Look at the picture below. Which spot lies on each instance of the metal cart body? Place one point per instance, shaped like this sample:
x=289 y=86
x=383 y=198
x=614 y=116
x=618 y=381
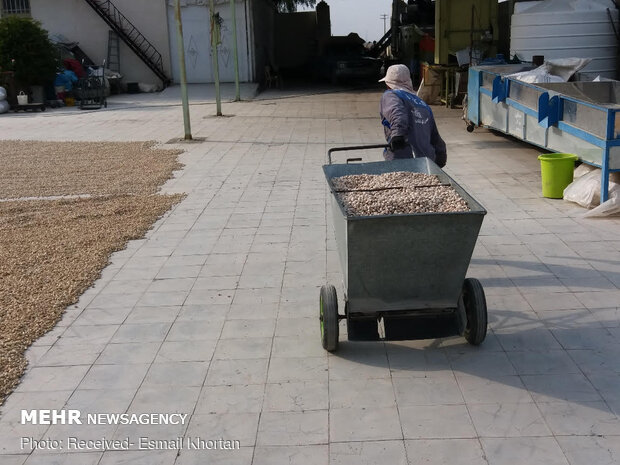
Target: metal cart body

━━━━━━━━━━━━━━━━

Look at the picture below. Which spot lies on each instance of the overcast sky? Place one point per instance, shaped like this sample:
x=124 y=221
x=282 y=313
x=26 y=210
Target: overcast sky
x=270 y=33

━━━━━━━━━━━━━━━━

What you should do = Nothing but the lines above, starting at the line that contains "x=383 y=198" and ending at the line that contains "Target: metal cart body", should be given again, exactly and without the pictures.

Exercise response =
x=383 y=198
x=614 y=116
x=618 y=381
Target: metal cart body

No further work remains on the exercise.